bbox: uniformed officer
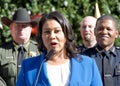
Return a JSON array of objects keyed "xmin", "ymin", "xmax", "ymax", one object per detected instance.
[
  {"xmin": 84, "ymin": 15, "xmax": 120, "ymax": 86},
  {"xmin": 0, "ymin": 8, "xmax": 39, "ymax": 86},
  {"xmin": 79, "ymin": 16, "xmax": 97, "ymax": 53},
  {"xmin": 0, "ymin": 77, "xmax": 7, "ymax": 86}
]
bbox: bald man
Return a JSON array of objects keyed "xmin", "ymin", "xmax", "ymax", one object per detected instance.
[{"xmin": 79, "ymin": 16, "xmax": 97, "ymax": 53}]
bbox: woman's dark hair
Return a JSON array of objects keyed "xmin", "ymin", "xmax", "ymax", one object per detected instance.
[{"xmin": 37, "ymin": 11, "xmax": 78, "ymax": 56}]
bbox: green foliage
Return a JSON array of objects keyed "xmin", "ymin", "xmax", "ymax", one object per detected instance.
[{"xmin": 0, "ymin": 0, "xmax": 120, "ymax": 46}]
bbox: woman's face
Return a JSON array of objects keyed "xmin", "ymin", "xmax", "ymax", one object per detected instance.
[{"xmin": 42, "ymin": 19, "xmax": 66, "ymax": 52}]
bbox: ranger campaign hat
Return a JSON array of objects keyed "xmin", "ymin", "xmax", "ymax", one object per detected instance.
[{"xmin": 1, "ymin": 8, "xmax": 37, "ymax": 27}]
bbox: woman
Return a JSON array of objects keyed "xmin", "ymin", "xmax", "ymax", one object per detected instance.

* * *

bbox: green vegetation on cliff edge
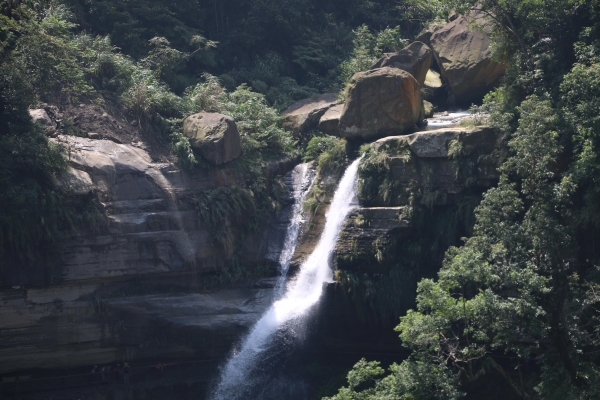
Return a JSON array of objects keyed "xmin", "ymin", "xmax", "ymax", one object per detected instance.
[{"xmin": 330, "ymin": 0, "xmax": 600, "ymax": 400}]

...

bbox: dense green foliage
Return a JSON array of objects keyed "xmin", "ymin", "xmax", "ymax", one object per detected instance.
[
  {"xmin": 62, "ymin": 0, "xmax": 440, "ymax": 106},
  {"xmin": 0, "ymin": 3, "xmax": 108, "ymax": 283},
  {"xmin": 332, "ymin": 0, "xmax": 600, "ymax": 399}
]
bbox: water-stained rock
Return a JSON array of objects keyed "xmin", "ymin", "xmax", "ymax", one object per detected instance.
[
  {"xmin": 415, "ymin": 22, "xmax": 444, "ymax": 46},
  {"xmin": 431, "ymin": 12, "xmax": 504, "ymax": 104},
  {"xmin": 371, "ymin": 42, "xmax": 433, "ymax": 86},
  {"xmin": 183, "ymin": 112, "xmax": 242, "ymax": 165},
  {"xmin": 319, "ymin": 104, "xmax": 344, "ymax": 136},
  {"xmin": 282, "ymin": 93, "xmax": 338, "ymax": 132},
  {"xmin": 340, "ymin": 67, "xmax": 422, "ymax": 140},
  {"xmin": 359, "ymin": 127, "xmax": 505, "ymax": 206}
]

PROBLEM TO SOLVE - Return each line from the entries above in which the word "foliage" appears, copied as it stands.

SOLVED PROBLEM -
bbox: green foliage
bbox: dense green foliage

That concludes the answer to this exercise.